**TO DO**:
a) Duplicate, word for word, the part of the database types passage that opens with the words containing "1. Flexible, semi-structured, and" and closes with "for fast querying.".
b) Go on with the passage on database types from the point where it stops.

**PASSAGE GIVEN**:
3. Scaling decoupled from the CPU load of any single node, resulting in consistent low latency regardless of throughput requirements.
4. Schema flexibility allows for sparse storage and direct developer ownership.

Not Designed For

1. Not optimized for lookup. Lookup requires scanning the whole collection or creating separate index values.
2. Optimized only for data with a single key and value. A parser is required to store multiple values.
3. Ad-hoc or analytical access patterns.
4. Synchronous aggregations or referential integrity

AWS References

Amazon DynamoDB Fully managed (serverless) key value database that delivers single-digit millisecond performance at any scale. Multi-region, multi-master database with built-in security, eventual and strong consistency of reads, ACID-compliant for transactional operations across one or more rows, backup and restore, and in-memory caching. Highest levels of availability and scaling elasticity.

I recommend watching this AWS re:Invent video on Dynamodb for Advanced Design Patterns for DynamoDB. I found the Alex DeBrie site useful for Dynamodb.

3. Document Database

In document databases, data is stored in JSON-like documents and JSON documents are first-class objects within the database. These databases make it easier for developers to store and query data by using the same document-model format developers use in their application code. MongoDB is a document database.

A few use cases are

1. To maintain Catalogs.
2. Content management systems.
3. User profiles/personalization.

Advantages

1. Flexible, semi-structured, and hierarchical.
2. Adjustable to application needs as databases evolve.
3. Flexible schema Simple hierarchical and semi-structured data.
4. Powerfully index for fast querying.
5. Naturally maps documents to object-oriented programming.
6. Easily flows data to a persistent layer.
7. Expressive query languages built for documents.
8. Capable of ad-hoc queries and aggregations across documents.

Not Designed For

Explicitly defined relations between different pieces of data.

AWS References

Amazon DocumentDB Fast, scalable, highly available, and fully managed document database service that supports MongoDB workloads. Designed from the ground up for mission-critical performance, scalability, and availability. 

If you are wondering what is the difference between Dynamodb and Documentdb this blog might help you.

4. In-memory databases

An in-memory database is a database management system that primarily relies on main memory for computer data storage. It is contrasted with database management systems that employ a disk storage mechanism.

With the rise of real-time applications, in-memory databases are growing in popularity. In-memory databases predominantly rely on main memory for data storage, management, and manipulation. In-memory has been popularized by open-source software for memory caching, which can speed up dynamic databases by caching data to decrease access latency, increase throughput, and ease the load off the main databases. 

A few use cases are

1. Caching.
2. Session store.
3. Leaderboards.
4. Geospatial services.
5. Pub/sub-Real-time streaming

Advantages

1. Sub-millisecond latency.
2. Can perform millions of operations per second.

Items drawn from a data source
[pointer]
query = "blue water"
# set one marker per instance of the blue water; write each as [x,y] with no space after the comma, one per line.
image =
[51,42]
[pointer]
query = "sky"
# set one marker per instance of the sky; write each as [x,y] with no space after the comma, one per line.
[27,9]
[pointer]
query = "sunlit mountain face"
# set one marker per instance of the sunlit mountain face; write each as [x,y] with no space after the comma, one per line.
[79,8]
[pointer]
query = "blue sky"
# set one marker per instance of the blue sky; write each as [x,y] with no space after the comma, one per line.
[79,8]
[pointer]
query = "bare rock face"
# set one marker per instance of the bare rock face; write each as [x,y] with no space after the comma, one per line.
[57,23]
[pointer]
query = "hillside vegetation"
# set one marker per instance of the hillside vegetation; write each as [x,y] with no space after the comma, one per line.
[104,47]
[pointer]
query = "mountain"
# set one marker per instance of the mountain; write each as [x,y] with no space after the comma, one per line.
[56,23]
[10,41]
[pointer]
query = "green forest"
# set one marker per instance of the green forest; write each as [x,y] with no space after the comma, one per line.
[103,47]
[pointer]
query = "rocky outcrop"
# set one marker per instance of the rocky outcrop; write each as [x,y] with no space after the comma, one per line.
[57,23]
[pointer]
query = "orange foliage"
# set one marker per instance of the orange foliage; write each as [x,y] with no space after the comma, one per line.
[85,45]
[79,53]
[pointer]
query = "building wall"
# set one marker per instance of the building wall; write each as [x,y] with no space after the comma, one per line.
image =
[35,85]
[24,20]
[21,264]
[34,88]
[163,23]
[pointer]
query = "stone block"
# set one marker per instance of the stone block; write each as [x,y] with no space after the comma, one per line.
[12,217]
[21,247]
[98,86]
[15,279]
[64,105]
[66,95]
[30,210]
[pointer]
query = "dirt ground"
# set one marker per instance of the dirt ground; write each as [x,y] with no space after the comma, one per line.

**TASK ANSWERS**:
a)
1. Flexible, semi-structured, and hierarchical.
2. Adjustable to application needs as databases evolve.
3. Flexible schema Simple hierarchical and semi-structured data.
4. Powerfully index for fast querying.

b)
3. Significant performance gains when compared to disk-based alternatives.
4. Simpler instruction set Support for rich command set (Redis).
5. Works with any type of database, relational or non-relational, or even storage services.

Not Designed For

Persisting data to disk all the time.

AWS References

Amazon ElastiCache for Redis: Blazing fast, fully managed in-memory data store compatible with Redis. Provides sub-millisecond latency to power internet-scale, real-time applications.

Amazon ElastiCache for Memcached: Fully managed, in-memory key-value store service compatible with Memcached. Can be used as a cache or a data store. Delivers the performance, ease-of-use, and simplicity of Memcached. 

Refer Memcached vs Redis to have a good understanding of the service.

5. Graph databases

In computing, a graph database is a database that uses graph structures for semantic queries with nodes, edges, and properties to represent and store data. A key concept of the system is the graph.

Graph databases are a type of NoSQL database designed to make it easy to build and run applications that work with highly connected datasets. In a graph data model, relationships are first-class citizens, i.e. they are represented directly. Using specialized graph languages, like SPARQL or Gremlin, allows you to easily build queries that efficiently navigate highly connected datasets.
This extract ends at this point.